• [GOAL OF THE EXERCISE] Copy the stretch of the data from its start through the line containing "[353,214,390,231]", keeping every character unchanged.

• [MATERIAL FOR THE TASK]
========================

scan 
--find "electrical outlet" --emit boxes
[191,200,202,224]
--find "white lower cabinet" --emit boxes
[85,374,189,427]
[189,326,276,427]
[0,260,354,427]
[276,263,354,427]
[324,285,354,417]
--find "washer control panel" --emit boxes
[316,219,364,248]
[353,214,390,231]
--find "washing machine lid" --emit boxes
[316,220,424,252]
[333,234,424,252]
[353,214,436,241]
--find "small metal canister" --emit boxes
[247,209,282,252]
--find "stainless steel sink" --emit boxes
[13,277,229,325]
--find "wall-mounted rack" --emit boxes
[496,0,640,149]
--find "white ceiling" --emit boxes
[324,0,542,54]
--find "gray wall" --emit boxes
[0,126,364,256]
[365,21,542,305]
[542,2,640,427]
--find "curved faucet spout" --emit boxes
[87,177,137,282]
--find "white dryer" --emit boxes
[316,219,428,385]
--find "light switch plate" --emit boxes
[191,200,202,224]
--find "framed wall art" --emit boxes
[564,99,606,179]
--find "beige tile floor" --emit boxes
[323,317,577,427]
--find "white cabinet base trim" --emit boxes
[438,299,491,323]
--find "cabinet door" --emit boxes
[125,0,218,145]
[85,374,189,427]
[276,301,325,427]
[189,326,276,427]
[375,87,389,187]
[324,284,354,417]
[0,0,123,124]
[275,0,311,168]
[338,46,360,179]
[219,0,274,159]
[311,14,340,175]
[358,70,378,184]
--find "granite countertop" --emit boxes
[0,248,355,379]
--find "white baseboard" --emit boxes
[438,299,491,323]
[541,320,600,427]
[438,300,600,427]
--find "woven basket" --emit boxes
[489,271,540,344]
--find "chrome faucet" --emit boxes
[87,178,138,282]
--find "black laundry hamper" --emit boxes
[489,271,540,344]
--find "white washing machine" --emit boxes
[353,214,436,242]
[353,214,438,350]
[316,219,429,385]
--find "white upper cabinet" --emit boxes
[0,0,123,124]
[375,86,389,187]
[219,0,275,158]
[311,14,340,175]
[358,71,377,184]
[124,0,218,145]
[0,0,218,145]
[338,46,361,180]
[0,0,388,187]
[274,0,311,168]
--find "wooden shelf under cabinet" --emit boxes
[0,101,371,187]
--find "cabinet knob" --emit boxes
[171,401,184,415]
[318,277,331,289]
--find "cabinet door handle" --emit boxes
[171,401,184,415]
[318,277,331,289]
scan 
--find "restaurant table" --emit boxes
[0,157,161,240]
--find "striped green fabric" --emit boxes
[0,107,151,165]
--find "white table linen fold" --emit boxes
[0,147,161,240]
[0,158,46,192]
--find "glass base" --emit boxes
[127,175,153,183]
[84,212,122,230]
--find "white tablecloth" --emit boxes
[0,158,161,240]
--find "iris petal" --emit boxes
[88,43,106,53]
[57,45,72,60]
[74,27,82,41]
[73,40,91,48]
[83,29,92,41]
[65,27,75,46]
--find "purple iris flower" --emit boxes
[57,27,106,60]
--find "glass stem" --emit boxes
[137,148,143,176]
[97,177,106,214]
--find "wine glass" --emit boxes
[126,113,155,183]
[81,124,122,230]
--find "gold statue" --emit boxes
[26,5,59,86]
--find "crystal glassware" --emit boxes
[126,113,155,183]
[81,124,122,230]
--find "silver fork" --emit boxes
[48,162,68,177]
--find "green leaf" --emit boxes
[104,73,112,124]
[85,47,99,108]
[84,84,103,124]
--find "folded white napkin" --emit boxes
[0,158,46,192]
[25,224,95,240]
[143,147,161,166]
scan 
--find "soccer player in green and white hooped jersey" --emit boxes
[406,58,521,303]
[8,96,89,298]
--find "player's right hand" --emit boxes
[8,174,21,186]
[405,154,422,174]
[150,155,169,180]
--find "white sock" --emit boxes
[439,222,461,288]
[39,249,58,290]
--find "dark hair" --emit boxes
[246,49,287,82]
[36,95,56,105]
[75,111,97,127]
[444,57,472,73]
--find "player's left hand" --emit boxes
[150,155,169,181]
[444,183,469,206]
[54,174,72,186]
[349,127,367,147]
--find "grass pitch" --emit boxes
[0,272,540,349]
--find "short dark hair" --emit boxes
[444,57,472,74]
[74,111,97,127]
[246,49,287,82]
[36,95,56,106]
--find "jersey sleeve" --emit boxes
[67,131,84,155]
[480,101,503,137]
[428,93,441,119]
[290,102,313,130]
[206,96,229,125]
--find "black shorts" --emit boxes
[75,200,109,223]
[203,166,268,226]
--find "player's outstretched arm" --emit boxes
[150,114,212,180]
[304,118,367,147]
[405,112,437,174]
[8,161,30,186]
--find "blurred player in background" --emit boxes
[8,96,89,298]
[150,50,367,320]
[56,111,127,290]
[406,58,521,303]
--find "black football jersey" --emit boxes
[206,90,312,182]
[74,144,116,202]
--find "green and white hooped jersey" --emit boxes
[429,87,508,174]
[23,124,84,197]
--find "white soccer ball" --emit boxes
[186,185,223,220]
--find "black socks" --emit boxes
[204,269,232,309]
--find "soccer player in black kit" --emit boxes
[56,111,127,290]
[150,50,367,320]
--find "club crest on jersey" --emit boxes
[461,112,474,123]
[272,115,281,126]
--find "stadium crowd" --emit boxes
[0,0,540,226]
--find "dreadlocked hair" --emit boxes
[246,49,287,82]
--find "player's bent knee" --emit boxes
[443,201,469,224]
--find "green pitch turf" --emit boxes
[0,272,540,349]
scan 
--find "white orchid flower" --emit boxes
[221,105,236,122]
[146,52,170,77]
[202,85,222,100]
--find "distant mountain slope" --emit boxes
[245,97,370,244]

========================

• [TASK SOLUTION]
scan 
--find "electrical outlet" --emit boxes
[191,200,202,224]
--find "white lower cabinet" --emit boxes
[85,374,189,427]
[189,326,276,427]
[0,260,354,427]
[276,263,354,427]
[324,285,354,417]
--find "washer control panel" --emit boxes
[316,219,364,248]
[353,214,390,231]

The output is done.